Excerpt to read

Table 4 presents results by race/ethnicity. Appendix Table A6 additionally shows results by grade level, gender, and disability status, while Appendix Table A7 shows results that include peer effects for race/ethnicity and grade level subgroups. In general, differences between student subgroups are modest within each cohort. For example, estimates by race/ethnicity range from 0.0050 to 0.0057 SD impacts pre-pandemic, 0.0032 to 0.0039 SD impacts in 2022–2023, and 0.0050 to 0.0061 SD impacts in 2023–2024. Further, within all subgroups, the relationship between absenteeism and achievement weakens between pre-pandemic and 2022–2023 before returning to the pre-pandemic magnitude in 2023–2024. These results suggest that changes over time in the main sample are not due to changes in characteristics of the student population, as all student subgroups experienced similar changes.
Main Results by Racial/Ethnic Subgroups
Note. Standard errors, in parentheses, clustered by school-year. Coefficients and standard errors of variables with “(x10)” show estimates of a 10-unit increase in the variable. Column headers refer to the second year of the first-differences model. For example, Model 1 is restricted to school years 2017–2018 to 2018–2019. Sample includes students in the top 80% of the achievement distribution in the model’s baseline year, with < 50% of days absent or suspended and at least 90 days enrolled in each year, among students in NC public schools who were in Grades 3 through 6 in the model’s baseline year and who were observed in the next grade level in the second year. Covariates (not shown) include days suspended.
p < .001.
Table 5 presents results disaggregated by students’ baseline achievement quintile, including students in the bottom quintile who were omitted from the main analytic sample. For comparability across time, we place post-COVID students into academic quintiles based on the 2018–2019 distribution. This ensures that, for example, students in Quintile 1 in 2022–2023 have similar scale scores as those in Quintile 1 in 2018–2019. Doing so also means that, post-pandemic, more students are in the bottom “quintile” than the top. An alternative where post-pandemic students are placed into quintiles based on their position within their own baseline distribution is presented in Appendix Table A8, which produces similar results.
Main Results by Baseline Achievement Subgroups
Note. Standard errors, in parentheses, clustered by school-year. Coefficients and standard errors of variables with “(x10)” show estimates of a 10-unit increase in the variable. Column headers refer to the second year of the first-differences model. For example, Model 1 is restricted to school years 2017–2018 to 2018–2019. Sample includes students with < 50% of days absent or suspended and at least 90 days enrolled in each year, among students in NC public schools who were in Grades 3 through 6 in the model’s baseline year and who were observed in the next grade level in the second year. For Model 1, “Quintile 1” refers to students whose standardized math score in 2017–2018 was in the bottom quintile of their cohort. For Model 2, “Quintile 1” refers to students whose scale math score in 2021–2022 would have put them in the baseline quintile of the 2017–2018 cohort. Covariates (not shown) include days suspended.
p < .001.

Natural-language object grounding data

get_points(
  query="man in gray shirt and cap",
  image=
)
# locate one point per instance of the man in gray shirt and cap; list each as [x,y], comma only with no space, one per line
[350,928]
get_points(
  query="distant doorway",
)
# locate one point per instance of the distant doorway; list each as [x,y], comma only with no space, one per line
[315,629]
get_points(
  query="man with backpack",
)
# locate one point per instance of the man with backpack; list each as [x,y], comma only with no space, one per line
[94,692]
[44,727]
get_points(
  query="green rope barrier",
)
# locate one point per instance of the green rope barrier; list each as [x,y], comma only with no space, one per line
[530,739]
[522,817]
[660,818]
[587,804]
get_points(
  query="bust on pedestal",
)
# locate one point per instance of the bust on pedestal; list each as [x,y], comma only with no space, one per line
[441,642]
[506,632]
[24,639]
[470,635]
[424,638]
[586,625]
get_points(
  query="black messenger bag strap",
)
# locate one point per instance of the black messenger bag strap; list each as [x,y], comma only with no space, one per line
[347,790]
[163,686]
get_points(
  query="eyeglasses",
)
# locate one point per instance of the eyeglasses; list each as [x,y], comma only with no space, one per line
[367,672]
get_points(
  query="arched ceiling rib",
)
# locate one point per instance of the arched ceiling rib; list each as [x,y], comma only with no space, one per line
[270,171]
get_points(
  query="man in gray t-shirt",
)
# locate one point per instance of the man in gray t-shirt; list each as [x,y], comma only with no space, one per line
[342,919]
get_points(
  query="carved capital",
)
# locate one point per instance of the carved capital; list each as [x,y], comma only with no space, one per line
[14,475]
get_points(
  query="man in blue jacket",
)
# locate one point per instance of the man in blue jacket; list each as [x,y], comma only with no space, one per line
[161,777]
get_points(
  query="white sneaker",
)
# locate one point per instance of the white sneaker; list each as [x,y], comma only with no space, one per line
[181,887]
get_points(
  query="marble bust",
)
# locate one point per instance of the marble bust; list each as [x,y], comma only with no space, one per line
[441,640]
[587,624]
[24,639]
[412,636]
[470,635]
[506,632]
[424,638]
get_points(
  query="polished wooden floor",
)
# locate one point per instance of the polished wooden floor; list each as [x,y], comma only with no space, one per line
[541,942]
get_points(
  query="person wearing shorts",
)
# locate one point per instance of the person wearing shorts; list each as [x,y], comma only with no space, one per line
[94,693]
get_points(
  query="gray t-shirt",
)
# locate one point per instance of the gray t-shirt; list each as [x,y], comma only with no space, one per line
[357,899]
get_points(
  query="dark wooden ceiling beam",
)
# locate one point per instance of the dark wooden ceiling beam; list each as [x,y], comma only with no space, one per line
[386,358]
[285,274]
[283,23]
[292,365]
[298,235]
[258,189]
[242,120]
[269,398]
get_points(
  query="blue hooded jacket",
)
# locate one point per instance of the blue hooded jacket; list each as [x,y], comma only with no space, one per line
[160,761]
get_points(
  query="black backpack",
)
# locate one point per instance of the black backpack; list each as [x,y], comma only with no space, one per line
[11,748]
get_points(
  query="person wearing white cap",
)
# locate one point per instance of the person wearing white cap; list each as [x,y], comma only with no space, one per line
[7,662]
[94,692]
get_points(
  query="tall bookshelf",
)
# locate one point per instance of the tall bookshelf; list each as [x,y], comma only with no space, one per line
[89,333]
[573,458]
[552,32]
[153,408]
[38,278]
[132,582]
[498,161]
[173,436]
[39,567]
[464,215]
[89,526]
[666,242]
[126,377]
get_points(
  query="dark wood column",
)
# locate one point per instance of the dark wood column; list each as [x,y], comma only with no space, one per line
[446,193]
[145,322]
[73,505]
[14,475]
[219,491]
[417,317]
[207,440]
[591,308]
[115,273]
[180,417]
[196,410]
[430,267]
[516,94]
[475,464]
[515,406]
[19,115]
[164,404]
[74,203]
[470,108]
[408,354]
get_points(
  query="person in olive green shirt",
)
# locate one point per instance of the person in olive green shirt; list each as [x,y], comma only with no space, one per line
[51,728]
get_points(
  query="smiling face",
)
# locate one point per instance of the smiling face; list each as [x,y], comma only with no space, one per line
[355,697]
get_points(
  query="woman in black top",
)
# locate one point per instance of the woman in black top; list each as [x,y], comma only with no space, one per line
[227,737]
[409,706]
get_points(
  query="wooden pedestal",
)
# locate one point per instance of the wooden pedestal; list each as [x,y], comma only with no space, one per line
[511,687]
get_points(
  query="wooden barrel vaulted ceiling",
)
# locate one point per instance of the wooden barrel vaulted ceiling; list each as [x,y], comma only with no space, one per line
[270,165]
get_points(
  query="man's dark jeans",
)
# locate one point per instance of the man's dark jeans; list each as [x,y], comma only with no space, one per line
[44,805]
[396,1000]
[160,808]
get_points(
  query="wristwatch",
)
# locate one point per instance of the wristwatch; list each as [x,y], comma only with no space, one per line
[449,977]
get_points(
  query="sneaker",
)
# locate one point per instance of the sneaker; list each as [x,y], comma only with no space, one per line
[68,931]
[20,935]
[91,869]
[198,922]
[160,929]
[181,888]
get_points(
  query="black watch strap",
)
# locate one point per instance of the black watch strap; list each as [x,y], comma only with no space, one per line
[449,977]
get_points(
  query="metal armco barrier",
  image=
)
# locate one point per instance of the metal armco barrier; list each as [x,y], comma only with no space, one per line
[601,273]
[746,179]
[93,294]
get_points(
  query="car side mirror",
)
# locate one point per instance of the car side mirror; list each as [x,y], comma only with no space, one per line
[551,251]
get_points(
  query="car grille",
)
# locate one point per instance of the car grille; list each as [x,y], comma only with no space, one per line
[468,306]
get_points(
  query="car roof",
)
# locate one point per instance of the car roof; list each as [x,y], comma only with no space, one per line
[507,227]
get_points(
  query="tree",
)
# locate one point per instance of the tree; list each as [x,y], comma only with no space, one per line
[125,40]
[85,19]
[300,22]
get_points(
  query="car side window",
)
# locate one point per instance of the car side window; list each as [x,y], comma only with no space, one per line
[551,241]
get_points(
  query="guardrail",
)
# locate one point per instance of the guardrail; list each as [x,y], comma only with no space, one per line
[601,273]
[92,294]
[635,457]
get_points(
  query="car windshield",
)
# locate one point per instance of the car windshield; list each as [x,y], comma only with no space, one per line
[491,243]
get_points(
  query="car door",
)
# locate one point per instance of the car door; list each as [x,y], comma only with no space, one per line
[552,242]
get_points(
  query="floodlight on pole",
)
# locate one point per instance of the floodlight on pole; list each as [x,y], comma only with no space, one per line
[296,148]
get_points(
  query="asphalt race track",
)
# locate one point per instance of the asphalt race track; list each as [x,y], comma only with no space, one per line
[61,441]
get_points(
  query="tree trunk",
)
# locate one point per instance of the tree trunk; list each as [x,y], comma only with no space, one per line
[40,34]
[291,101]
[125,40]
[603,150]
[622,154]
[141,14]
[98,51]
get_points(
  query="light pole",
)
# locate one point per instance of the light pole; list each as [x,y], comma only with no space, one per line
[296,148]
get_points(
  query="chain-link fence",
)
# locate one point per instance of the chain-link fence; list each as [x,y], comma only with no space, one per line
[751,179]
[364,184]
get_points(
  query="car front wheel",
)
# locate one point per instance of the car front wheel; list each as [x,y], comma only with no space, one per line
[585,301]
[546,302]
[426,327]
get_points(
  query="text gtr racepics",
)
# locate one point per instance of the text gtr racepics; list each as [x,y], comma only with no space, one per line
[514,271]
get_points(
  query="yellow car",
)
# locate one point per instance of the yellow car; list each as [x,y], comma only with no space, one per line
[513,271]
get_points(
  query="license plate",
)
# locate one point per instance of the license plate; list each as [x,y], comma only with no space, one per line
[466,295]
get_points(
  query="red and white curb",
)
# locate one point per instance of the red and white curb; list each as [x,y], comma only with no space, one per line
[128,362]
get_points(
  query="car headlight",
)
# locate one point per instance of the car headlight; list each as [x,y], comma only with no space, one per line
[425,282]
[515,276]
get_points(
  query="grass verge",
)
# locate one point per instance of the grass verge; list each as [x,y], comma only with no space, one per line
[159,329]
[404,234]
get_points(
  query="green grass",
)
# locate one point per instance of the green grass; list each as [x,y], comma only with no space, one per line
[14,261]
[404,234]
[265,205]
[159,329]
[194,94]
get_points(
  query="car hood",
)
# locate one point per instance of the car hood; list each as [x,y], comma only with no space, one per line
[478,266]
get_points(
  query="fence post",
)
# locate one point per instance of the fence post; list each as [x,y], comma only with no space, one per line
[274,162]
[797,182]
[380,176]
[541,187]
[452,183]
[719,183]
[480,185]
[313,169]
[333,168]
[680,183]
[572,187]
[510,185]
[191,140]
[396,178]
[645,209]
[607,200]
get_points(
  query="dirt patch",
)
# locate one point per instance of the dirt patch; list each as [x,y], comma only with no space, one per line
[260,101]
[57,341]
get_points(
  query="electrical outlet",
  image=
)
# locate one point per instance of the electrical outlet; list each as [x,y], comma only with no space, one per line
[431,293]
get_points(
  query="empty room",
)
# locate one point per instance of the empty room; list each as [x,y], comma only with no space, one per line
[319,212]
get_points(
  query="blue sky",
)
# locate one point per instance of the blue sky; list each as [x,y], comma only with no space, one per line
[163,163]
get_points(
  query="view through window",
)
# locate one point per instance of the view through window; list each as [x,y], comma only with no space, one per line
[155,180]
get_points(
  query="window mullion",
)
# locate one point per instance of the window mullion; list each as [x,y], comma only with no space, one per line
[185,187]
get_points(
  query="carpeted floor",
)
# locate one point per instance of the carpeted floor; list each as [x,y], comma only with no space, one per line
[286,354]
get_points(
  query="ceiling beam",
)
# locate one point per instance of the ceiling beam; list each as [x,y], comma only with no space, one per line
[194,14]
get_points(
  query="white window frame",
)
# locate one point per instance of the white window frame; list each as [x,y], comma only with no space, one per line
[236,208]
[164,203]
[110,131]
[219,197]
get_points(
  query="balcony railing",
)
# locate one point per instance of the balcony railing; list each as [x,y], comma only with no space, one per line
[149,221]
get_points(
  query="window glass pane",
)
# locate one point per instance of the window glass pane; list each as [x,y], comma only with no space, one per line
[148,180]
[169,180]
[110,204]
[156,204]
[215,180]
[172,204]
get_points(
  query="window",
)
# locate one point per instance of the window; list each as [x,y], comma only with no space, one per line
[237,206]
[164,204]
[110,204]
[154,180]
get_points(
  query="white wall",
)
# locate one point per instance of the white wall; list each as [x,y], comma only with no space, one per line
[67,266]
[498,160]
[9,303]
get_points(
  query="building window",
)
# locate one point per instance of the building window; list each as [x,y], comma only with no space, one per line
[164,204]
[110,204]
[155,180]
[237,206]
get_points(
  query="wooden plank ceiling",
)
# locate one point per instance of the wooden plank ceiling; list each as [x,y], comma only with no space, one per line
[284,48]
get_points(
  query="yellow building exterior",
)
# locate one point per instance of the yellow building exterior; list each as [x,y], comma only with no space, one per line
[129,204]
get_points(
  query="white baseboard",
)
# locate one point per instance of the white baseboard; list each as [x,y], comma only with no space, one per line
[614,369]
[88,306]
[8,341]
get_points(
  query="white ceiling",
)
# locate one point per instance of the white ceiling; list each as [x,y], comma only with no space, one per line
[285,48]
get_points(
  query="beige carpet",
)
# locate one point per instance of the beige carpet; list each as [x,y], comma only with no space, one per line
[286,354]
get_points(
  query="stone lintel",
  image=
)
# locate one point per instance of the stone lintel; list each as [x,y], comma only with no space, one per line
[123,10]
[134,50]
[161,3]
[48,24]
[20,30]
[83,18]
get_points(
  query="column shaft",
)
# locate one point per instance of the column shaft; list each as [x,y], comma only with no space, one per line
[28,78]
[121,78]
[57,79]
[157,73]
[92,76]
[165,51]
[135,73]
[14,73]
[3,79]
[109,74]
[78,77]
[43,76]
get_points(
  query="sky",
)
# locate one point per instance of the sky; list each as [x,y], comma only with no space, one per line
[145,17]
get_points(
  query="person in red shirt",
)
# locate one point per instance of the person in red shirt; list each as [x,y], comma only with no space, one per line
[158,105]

Assignment 1
Reproduce the passage of the excerpt on absenteeism and achievement from "Table 5 presents" up to and including "produces similar results.".
Assignment 2
In the excerpt on absenteeism and achievement, why are post-COVID students placed into academic quintiles based on the 2018–2019 distribution? Answer in one to three sentences.
The entries play no part in the work here.

Written response 1
Table 5 presents results disaggregated by students’ baseline achievement quintile, including students in the bottom quintile who were omitted from the main analytic sample. For comparability across time, we place post-COVID students into academic quintiles based on the 2018–2019 distribution. This ensures that, for example, students in Quintile 1 in 2022–2023 have similar scale scores as those in Quintile 1 in 2018–2019. Doing so also means that, post-pandemic, more students are in the bottom “quintile” than the top. An alternative where post-pandemic students are placed into quintiles based on their position within their own baseline distribution is presented in Appendix Table A8, which produces similar results.

Written response 2
This keeps the quintiles comparable across time. Students in a given quintile after the pandemic, such as Quintile 1 in 2022–2023, then have scale scores similar to those in the same quintile in 2018–2019.